Short task — Print the material below word for word, leaving out the pictures.

Provided records —

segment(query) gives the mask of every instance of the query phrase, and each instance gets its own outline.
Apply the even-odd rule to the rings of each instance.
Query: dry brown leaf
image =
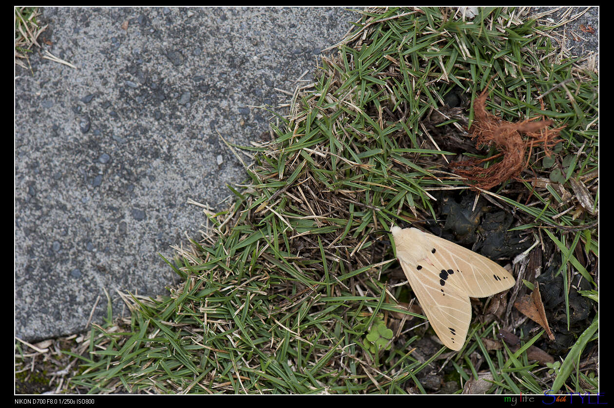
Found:
[[[539,292],[539,284],[537,282],[535,283],[535,289],[533,289],[533,292],[516,300],[514,302],[514,307],[523,315],[543,328],[550,340],[554,339],[554,335],[552,334],[550,326],[548,324],[548,318],[546,317],[546,311],[543,308],[542,296]]]
[[[510,347],[510,350],[513,352],[518,351],[520,348],[520,339],[514,334],[505,330],[499,330],[497,337],[505,341]],[[554,359],[539,347],[530,346],[527,349],[527,358],[530,360],[538,361],[542,365],[552,364],[554,362]]]
[[[585,210],[595,215],[596,211],[593,209],[593,195],[588,191],[588,189],[584,185],[584,183],[580,180],[576,179],[573,177],[569,178],[569,184],[571,184],[573,194],[575,194],[578,202]]]

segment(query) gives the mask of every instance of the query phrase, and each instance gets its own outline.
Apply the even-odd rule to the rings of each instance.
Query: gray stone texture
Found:
[[[44,7],[43,50],[16,68],[15,335],[101,322],[116,289],[178,277],[157,254],[198,238],[246,174],[230,143],[261,141],[295,80],[358,18],[343,8]],[[122,28],[128,22],[127,29]],[[44,54],[43,54],[44,55]],[[282,109],[276,111],[284,113]],[[265,136],[268,138],[266,135]],[[246,159],[246,157],[243,158]],[[226,198],[225,202],[223,202]]]

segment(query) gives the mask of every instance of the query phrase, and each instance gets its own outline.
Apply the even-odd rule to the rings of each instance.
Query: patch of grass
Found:
[[[69,386],[428,393],[441,382],[430,372],[441,369],[452,379],[449,393],[483,379],[484,370],[488,393],[543,393],[555,381],[596,392],[585,350],[596,339],[592,329],[569,351],[564,379],[529,361],[541,333],[515,351],[493,348],[497,327],[519,324],[515,310],[501,320],[475,320],[457,353],[433,346],[423,316],[400,304],[412,296],[391,246],[374,239],[393,224],[437,219],[433,195],[475,194],[448,167],[460,155],[440,148],[458,135],[472,147],[464,128],[472,105],[444,101],[455,90],[473,100],[491,80],[492,113],[510,121],[540,116],[565,127],[554,163],[542,165],[544,153],[535,148],[522,181],[478,193],[551,249],[544,252],[560,265],[568,304],[578,277],[597,289],[598,78],[558,59],[547,28],[519,20],[518,11],[484,7],[469,22],[453,8],[365,10],[322,58],[313,88],[295,93],[289,117],[278,116],[275,140],[243,147],[252,152],[249,182],[231,188],[236,200],[227,210],[206,208],[202,240],[176,248],[168,262],[184,283],[156,299],[120,294],[131,317],[109,315],[93,325],[70,353],[82,372]],[[473,155],[492,162],[496,154]],[[565,175],[556,183],[549,178],[555,165]],[[515,265],[518,280],[526,267]],[[382,340],[389,338],[386,328],[389,342]],[[374,331],[377,348],[370,343]]]
[[[28,54],[33,45],[40,47],[36,40],[47,28],[41,26],[37,19],[39,15],[38,7],[15,7],[15,63],[24,69],[29,69]]]

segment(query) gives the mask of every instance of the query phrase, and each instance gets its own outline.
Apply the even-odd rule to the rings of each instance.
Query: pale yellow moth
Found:
[[[516,281],[496,262],[416,228],[391,230],[397,257],[439,339],[459,350],[471,323],[469,297],[486,297]]]

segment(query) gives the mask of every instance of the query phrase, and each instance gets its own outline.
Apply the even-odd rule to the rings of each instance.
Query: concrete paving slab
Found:
[[[15,80],[15,335],[101,321],[106,289],[155,296],[157,254],[197,238],[188,198],[223,209],[246,174],[220,140],[268,131],[295,80],[359,15],[325,7],[44,7],[43,50]],[[282,109],[279,112],[283,112]],[[265,136],[264,137],[268,137]]]
[[[157,254],[198,237],[204,217],[187,200],[223,209],[226,184],[246,178],[217,132],[239,144],[268,137],[271,115],[251,106],[276,106],[287,96],[276,88],[292,92],[306,71],[313,78],[320,50],[359,17],[339,7],[42,11],[43,50],[76,68],[38,52],[32,73],[16,68],[15,325],[30,342],[85,329],[95,304],[101,321],[104,289],[119,313],[116,290],[155,296],[177,283]],[[597,50],[597,7],[569,26],[583,39],[566,37],[567,48]]]

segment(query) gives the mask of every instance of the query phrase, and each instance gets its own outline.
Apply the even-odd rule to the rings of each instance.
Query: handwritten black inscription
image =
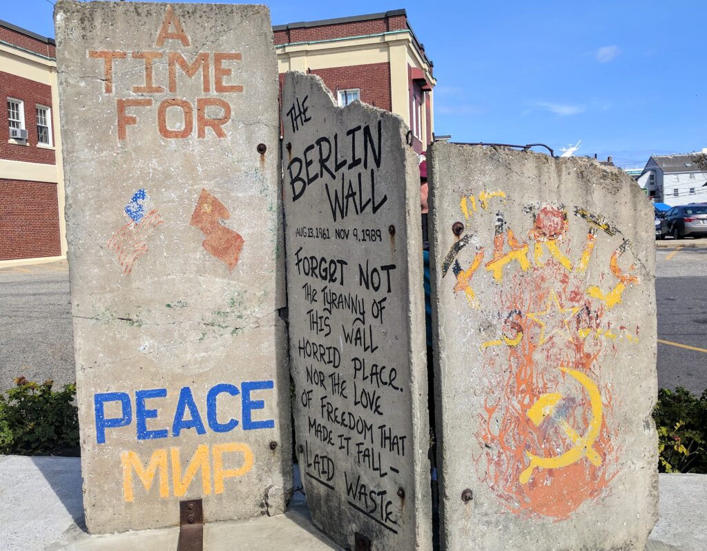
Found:
[[[293,119],[293,132],[296,124]],[[375,189],[376,169],[380,168],[382,158],[380,120],[375,131],[374,136],[370,124],[358,124],[344,133],[341,151],[339,134],[335,132],[332,138],[317,138],[304,148],[301,157],[292,157],[287,166],[292,201],[300,199],[321,179],[334,222],[369,210],[373,214],[378,212],[388,199],[380,188],[378,193]]]
[[[414,523],[399,492],[414,480],[406,207],[390,199],[403,194],[389,191],[382,121],[339,130],[308,97],[286,111],[284,161],[300,465],[327,507],[397,535]]]

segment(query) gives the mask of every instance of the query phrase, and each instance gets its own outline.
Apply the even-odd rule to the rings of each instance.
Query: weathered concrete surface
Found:
[[[344,547],[429,549],[419,173],[407,129],[359,102],[336,107],[318,77],[298,73],[286,76],[281,115],[291,370],[310,511]]]
[[[86,524],[173,526],[198,497],[206,521],[282,512],[269,12],[63,1],[56,28]]]
[[[430,162],[444,548],[642,550],[650,203],[588,160],[436,143]]]

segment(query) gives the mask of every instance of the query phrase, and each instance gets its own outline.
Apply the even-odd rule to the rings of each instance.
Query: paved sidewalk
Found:
[[[78,458],[0,456],[3,551],[177,548],[177,528],[88,535],[81,484]],[[660,475],[660,519],[645,551],[706,551],[707,475]],[[204,543],[208,551],[339,549],[312,525],[300,492],[284,515],[206,524]]]

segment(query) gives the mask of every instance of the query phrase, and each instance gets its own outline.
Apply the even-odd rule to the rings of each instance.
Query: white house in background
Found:
[[[636,182],[655,203],[707,203],[707,174],[691,153],[653,155]]]

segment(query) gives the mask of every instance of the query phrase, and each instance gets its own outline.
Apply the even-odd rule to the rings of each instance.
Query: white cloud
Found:
[[[619,47],[614,44],[611,46],[602,46],[597,50],[595,57],[600,63],[609,63],[612,59],[619,55]]]
[[[573,105],[566,103],[553,103],[551,102],[536,102],[535,105],[541,109],[549,111],[551,113],[554,113],[560,117],[568,117],[569,115],[579,114],[580,113],[583,113],[585,111],[584,105]]]

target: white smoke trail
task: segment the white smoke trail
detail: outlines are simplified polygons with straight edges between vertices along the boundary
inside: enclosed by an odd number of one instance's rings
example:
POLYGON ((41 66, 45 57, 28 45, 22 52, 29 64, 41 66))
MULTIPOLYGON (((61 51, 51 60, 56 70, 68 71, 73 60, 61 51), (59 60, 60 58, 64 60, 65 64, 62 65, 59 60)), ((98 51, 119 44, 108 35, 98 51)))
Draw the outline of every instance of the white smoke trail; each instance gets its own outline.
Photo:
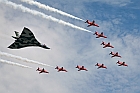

Solution for this exercise —
segment(query) gives the mask of every instance of the query phrase, and each instance gets its own outline.
Apply the even-odd rule to the rings of each instance.
Query: dry brown leaf
image =
Found:
[[[539,292],[539,284],[537,282],[535,283],[535,289],[533,289],[533,292],[516,300],[514,302],[514,307],[523,315],[543,328],[550,340],[554,339],[554,335],[552,334],[550,326],[548,324],[548,318],[546,317],[546,311],[543,308],[542,296]]]
[[[510,347],[510,350],[513,352],[518,351],[520,348],[520,339],[514,334],[505,330],[499,330],[497,337],[505,341]],[[554,359],[539,347],[530,346],[527,349],[527,358],[530,360],[538,361],[542,365],[552,364],[554,362]]]
[[[585,210],[595,215],[596,211],[593,209],[593,195],[588,191],[588,189],[584,185],[584,183],[580,180],[576,179],[573,177],[569,178],[569,184],[571,184],[573,194],[575,194],[578,202]]]

segment(query) gives the mask of every instance of the query phrase, and each instance gets its own outline.
Apply the even-odd rule to the rings of each instance.
Query: gray stone texture
Found:
[[[44,7],[43,50],[16,68],[15,335],[101,322],[116,289],[178,277],[157,254],[198,238],[246,174],[230,143],[261,141],[295,80],[358,18],[343,8]],[[122,28],[128,22],[127,29]],[[44,54],[43,54],[44,55]],[[282,109],[276,111],[284,113]],[[265,136],[268,138],[266,135]],[[246,159],[246,157],[243,158]],[[226,198],[225,202],[223,202]]]

segment(query) gives the mask of every instance of the query phrase, and each instance gets its own outline.
Apply the even-odd rule to the rings of each instance.
Query: patch of grass
Found:
[[[69,386],[428,393],[441,382],[430,372],[441,369],[452,379],[449,393],[483,379],[484,370],[488,393],[543,393],[555,381],[596,392],[585,350],[596,339],[592,329],[569,351],[564,379],[529,361],[541,333],[515,351],[493,348],[497,327],[519,324],[515,310],[501,320],[475,320],[457,353],[433,346],[423,316],[400,304],[412,296],[391,246],[374,239],[393,224],[437,219],[433,195],[475,194],[448,167],[460,155],[440,148],[458,135],[472,147],[464,128],[472,105],[444,101],[455,90],[473,100],[491,80],[492,113],[510,121],[540,116],[565,127],[554,163],[542,165],[544,153],[535,148],[522,181],[478,193],[551,249],[544,252],[560,265],[568,304],[578,277],[597,289],[598,78],[558,59],[547,28],[519,20],[518,11],[484,7],[469,22],[453,8],[365,10],[322,58],[313,88],[295,93],[289,117],[278,116],[275,140],[243,147],[252,152],[249,182],[231,188],[236,200],[227,210],[206,208],[202,240],[176,248],[168,262],[184,283],[156,299],[120,294],[131,317],[109,315],[93,325],[70,353],[82,372]],[[473,155],[492,162],[496,154]],[[565,175],[556,183],[549,178],[555,165]],[[515,265],[518,280],[526,267]],[[382,340],[389,338],[386,328],[389,342]],[[374,331],[377,348],[370,343]]]
[[[28,54],[33,45],[40,47],[36,40],[47,28],[41,26],[37,19],[39,15],[38,7],[15,7],[15,63],[24,69],[29,69]]]

segment(query) gives the mask of every instance of the query phrase, and each instance gets its own outline.
Apply the even-odd rule to the rings of each instance.
Query: pale yellow moth
Found:
[[[516,281],[496,262],[416,228],[391,230],[397,257],[439,339],[459,350],[471,323],[469,297],[486,297]]]

segment(query) gives the mask of every instance of the query phrase, and each instance gets its own outline.
Apply the even-odd rule to the rings of each instance.
Query: concrete paving slab
Found:
[[[15,80],[15,335],[101,321],[106,289],[155,296],[157,254],[197,238],[188,198],[223,209],[246,174],[220,140],[268,131],[295,80],[359,15],[325,7],[44,7],[43,50]],[[282,109],[279,112],[283,112]],[[265,136],[264,137],[268,137]]]
[[[157,254],[198,237],[204,217],[187,200],[223,209],[226,184],[246,178],[217,132],[239,144],[268,137],[271,115],[251,106],[276,106],[287,96],[276,88],[292,92],[306,71],[313,78],[320,50],[359,17],[339,7],[42,11],[43,50],[76,68],[38,52],[32,73],[16,68],[15,325],[30,342],[85,329],[95,304],[101,321],[104,289],[119,313],[116,290],[155,296],[177,283]],[[597,50],[597,7],[569,26],[583,39],[566,37],[567,48]]]

segment(query) gives the mask of every instance of the query phrase, and each instance gets its own outline.
Apply the even-odd rule to the rings of each instance.
Query: handwritten black inscription
image =
Found:
[[[293,119],[293,132],[296,124]],[[375,189],[376,169],[380,168],[382,158],[380,120],[375,131],[374,136],[370,124],[358,124],[344,133],[341,151],[339,134],[335,132],[332,138],[317,138],[304,148],[301,157],[292,157],[287,166],[292,201],[300,199],[321,179],[334,222],[369,210],[373,214],[378,212],[388,199],[380,188],[378,193]]]
[[[414,523],[399,492],[414,480],[406,207],[390,199],[403,194],[389,191],[382,121],[339,130],[308,97],[286,111],[284,161],[300,465],[327,507],[397,535]]]

segment(query) gives the mask of every instance of the query phrase, and each instance gets its own outline.
Apply the even-odd rule to the rings of each instance.
Query: weathered concrete surface
Found:
[[[344,547],[429,549],[419,173],[407,129],[359,102],[336,107],[318,77],[298,73],[286,76],[281,115],[291,370],[310,511]]]
[[[86,524],[173,526],[198,497],[206,521],[282,512],[269,12],[63,1],[56,28]]]
[[[430,162],[444,548],[642,550],[650,203],[588,160],[436,143]]]

segment(query) gives the mask of every instance of the query phrase, and each instance gets its own outline.
Apply the even-odd rule to the rings of each instance.
Query: paved sidewalk
Found:
[[[78,458],[0,456],[3,551],[177,548],[177,528],[88,535],[81,484]],[[660,475],[660,519],[645,551],[706,551],[707,475]],[[204,543],[208,551],[339,549],[312,525],[300,492],[284,515],[206,524]]]

segment(query) gives the mask of every instance of the query phrase, and each instance gets its own outline.
Apply the even-odd rule to the rings of each instance.
Query: white house in background
Found:
[[[636,182],[655,203],[707,203],[707,174],[691,153],[653,155]]]

segment(query) gives the mask of every instance of the query phrase, and each instance gets its own outline.
Apply the even-odd rule to the rings of each instance.
Query: white cloud
Found:
[[[619,47],[614,44],[611,46],[602,46],[597,50],[595,57],[600,63],[609,63],[612,59],[619,55]]]
[[[573,105],[566,103],[553,103],[551,102],[536,102],[535,105],[541,109],[549,111],[551,113],[554,113],[560,117],[568,117],[569,115],[579,114],[580,113],[583,113],[585,111],[584,105]]]

target: white smoke trail
task: segment the white smoke trail
detail: outlines are simplified polygons with straight edges between vertices along the boundary
inside: enclosed by an odd number of one instance's rings
example:
POLYGON ((41 66, 45 57, 28 45, 22 52, 29 64, 41 66))
MULTIPOLYGON (((61 51, 51 60, 56 70, 68 71, 73 60, 61 51), (59 60, 60 58, 64 60, 65 64, 62 65, 59 60)), ((98 51, 119 44, 108 35, 98 51)))
Draw the outline of every instance of the white smoke trail; each instance gets its own outline.
Photo:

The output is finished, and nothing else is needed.